BEGIN RECORDS TO PROCESS

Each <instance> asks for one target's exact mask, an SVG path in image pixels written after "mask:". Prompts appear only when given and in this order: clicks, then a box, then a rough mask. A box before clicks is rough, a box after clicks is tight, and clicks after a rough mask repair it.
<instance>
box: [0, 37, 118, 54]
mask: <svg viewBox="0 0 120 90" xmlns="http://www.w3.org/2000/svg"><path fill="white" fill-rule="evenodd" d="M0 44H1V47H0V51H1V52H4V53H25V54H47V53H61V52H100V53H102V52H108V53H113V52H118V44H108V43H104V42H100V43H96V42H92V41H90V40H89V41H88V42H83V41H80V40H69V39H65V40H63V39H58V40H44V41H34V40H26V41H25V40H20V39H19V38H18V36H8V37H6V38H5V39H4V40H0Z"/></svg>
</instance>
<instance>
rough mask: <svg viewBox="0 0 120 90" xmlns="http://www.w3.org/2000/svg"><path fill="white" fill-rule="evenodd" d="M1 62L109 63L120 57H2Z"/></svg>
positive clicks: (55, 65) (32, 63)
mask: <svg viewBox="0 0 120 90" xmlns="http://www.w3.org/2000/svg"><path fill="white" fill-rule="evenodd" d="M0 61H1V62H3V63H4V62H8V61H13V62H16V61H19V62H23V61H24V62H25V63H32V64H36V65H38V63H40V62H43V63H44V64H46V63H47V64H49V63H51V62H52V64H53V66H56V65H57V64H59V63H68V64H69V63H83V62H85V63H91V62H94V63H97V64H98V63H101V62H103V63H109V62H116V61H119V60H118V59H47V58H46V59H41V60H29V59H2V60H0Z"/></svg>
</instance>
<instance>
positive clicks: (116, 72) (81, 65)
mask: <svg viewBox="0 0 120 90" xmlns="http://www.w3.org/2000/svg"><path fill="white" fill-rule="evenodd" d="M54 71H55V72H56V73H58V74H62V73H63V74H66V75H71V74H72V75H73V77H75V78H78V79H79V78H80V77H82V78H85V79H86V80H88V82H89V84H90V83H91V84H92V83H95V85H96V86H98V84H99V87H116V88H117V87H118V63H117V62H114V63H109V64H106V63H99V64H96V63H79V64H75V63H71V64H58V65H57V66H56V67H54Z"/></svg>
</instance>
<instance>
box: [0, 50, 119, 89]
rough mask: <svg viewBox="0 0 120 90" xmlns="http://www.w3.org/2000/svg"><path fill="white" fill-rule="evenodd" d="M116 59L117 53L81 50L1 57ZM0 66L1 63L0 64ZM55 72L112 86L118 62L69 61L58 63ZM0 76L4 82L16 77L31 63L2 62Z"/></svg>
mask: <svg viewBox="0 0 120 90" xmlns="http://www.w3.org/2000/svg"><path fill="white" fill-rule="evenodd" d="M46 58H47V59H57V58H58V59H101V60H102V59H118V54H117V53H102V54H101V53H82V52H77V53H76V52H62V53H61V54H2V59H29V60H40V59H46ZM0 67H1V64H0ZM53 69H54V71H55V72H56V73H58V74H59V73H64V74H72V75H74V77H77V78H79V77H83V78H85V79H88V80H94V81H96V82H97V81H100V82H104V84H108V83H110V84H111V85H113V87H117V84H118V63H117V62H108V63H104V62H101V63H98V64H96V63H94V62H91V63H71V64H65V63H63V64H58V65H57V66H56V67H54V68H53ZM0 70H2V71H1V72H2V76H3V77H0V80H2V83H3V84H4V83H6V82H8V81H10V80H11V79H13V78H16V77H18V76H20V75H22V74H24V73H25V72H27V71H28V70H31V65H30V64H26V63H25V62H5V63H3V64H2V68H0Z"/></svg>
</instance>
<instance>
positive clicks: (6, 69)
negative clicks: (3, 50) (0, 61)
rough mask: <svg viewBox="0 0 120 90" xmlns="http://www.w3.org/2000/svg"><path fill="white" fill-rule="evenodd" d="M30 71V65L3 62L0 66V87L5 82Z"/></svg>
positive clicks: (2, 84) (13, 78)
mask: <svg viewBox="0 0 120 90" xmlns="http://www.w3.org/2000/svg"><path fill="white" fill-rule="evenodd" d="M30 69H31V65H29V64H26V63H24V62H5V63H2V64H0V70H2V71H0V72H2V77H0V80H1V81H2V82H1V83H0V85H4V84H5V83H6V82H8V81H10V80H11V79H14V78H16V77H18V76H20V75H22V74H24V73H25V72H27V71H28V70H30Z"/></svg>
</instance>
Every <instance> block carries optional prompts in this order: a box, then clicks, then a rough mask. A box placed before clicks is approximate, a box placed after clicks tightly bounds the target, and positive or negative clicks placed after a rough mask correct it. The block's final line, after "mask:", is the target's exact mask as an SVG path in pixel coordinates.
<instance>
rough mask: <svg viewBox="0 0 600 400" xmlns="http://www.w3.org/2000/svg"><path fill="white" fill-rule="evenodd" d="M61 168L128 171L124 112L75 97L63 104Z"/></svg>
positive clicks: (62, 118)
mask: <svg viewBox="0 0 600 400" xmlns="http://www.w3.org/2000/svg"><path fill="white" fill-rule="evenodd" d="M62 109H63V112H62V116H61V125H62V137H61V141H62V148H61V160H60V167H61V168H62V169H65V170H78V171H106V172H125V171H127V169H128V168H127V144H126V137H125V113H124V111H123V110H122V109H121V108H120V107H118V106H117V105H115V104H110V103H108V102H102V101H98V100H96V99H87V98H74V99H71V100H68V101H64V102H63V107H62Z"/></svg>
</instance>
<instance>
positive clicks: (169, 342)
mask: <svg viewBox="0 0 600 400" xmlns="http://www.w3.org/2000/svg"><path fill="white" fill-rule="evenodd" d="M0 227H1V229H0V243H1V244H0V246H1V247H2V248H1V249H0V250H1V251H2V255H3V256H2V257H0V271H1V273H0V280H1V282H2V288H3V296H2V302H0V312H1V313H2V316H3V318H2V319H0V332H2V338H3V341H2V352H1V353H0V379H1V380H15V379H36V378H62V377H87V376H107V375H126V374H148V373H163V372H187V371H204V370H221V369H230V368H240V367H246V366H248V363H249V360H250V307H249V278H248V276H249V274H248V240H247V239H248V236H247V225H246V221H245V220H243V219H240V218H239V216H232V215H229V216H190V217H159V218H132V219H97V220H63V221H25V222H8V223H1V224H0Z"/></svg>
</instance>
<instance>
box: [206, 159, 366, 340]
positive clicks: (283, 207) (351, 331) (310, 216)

END RECORDS TO PROCESS

▶ **WHAT THE TASK ASKS**
Report each line of the records above that contains the string "positive", matching case exactly.

▶ **ANSWER SPACE**
positive clicks: (55, 65) (32, 63)
positive clicks: (116, 72) (81, 65)
positive clicks: (6, 69)
positive clicks: (2, 84) (13, 78)
Every <instance> block carries optional prompts in this order: a box, then clicks, then a rough mask. A box placed before clicks is approximate, a box placed after clicks tightly bounds the target, and positive or negative clicks placed after a rough mask correct it. The block's final line, after "mask:", is the target's exact mask as an SVG path in pixel coordinates.
positive clicks: (62, 118)
positive clicks: (169, 342)
positive clicks: (283, 207) (351, 331) (310, 216)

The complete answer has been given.